Task requirements – Gather all lines in the records below that include the word "girl".

-*-*-

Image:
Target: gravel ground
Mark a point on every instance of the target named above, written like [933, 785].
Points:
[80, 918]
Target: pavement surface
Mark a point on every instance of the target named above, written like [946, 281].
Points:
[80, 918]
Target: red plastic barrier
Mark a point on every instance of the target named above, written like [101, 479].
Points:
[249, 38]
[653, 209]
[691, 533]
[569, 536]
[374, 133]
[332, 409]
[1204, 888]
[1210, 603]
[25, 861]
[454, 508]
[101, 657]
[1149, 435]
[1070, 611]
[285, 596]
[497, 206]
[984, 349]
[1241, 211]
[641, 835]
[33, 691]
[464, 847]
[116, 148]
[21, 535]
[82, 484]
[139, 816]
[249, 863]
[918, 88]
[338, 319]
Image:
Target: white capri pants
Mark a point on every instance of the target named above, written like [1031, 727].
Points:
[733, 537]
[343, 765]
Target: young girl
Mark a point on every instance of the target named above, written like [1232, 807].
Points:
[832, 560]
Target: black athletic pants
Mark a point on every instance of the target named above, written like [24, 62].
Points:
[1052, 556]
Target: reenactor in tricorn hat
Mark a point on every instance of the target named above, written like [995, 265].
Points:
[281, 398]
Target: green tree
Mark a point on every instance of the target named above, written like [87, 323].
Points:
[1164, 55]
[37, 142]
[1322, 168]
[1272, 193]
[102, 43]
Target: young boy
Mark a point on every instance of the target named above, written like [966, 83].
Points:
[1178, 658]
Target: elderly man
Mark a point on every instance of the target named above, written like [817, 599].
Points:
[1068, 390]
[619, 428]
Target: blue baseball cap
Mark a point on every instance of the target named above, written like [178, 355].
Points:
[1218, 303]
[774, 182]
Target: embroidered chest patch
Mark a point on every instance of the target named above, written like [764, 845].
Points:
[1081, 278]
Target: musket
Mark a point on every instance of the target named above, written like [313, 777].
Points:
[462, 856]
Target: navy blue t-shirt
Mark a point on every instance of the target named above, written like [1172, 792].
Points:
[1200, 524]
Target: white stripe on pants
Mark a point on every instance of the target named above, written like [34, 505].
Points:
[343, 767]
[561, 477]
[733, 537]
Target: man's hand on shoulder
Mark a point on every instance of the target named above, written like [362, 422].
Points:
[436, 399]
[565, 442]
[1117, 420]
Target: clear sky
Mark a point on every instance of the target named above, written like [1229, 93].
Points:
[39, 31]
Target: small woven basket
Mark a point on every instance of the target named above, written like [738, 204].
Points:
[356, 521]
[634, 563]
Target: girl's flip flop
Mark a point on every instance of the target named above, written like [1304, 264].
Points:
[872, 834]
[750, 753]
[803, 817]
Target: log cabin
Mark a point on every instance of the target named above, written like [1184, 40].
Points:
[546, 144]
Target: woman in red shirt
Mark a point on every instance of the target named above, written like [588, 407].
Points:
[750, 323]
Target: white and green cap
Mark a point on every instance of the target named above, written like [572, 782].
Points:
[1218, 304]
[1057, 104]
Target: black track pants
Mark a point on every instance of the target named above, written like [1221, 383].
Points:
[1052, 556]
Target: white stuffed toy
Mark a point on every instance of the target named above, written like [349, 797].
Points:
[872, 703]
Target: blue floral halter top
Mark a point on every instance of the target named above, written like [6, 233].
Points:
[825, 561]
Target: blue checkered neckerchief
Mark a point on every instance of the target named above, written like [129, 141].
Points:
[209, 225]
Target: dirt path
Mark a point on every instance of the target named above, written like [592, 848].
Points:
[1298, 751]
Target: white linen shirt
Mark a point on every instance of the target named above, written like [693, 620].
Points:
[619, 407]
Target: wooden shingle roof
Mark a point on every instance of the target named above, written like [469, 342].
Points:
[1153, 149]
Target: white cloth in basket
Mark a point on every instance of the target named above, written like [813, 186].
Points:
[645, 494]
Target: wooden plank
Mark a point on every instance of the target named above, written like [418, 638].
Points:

-*-*-

Result of this exercise –
Target: young girl
Target: girl's flip flop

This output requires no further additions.